▶ [Aim A]: Can you rewrite the paragraph of the Perl excerpt that begins "It’s a good idea to have your subroutines" more briefly, keeping its main facts?
▶ [Aim B]: Can you update the Perl excerpt so that "subroutines" becomes "functions", giving it again from the words "While file ‘driver.pl’" through "in an array."?

▶ [Source excerpt]:
While file ‘driver.pl’ now uses require and a subroutine call:

require "print-arr.pl"; # only once
@arr = ("a", "b", "c");
&printArr(\@arr);

@arr = ("Hello", "World");
&printArr(\@arr);

It’s a good idea to have your subroutines in other files, which you require in your ‘main’ script. This will result in smaller files, and – if you name your subroutines well – potentially more readible code.

Packages in Perl

I’m now going to write a file ‘arrays.pl’ which will contain a bunch of subroutines to manipulate arrays. In it, I will define a subroutine ‘print’ to print an array, as well as ‘flip’ which will invert the order of the elements in an array.
(remember that in Perl – when we invoke user-defined subroutines using the ampersand ‘&’ – there is no problem naming a subroutine after an existing function or operator)

▶ [Data segment]:
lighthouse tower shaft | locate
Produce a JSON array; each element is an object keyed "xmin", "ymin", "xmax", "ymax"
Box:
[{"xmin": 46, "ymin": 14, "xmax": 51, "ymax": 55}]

▶ [Exercise answer A]: Put subroutines in separate files and require them in the main script. This gives smaller files and, if the subroutines are well named, code that may be easier to read.

▶ [Exercise answer B]:
While file ‘driver.pl’ now uses require and a subroutine call:

require "print-arr.pl"; # only once
@arr = ("a", "b", "c");
&printArr(\@arr);

@arr = ("Hello", "World");
&printArr(\@arr);

It’s a good idea to have your functions in other files, which you require in your ‘main’ script. This will result in smaller files, and – if you name your functions well – potentially more readible code.

Packages in Perl

I’m now going to write a file ‘arrays.pl’ which will contain a bunch of functions to manipulate arrays. In it, I will define a subroutine ‘print’ to print an array, as well as ‘flip’ which will invert the order of the elements in an array.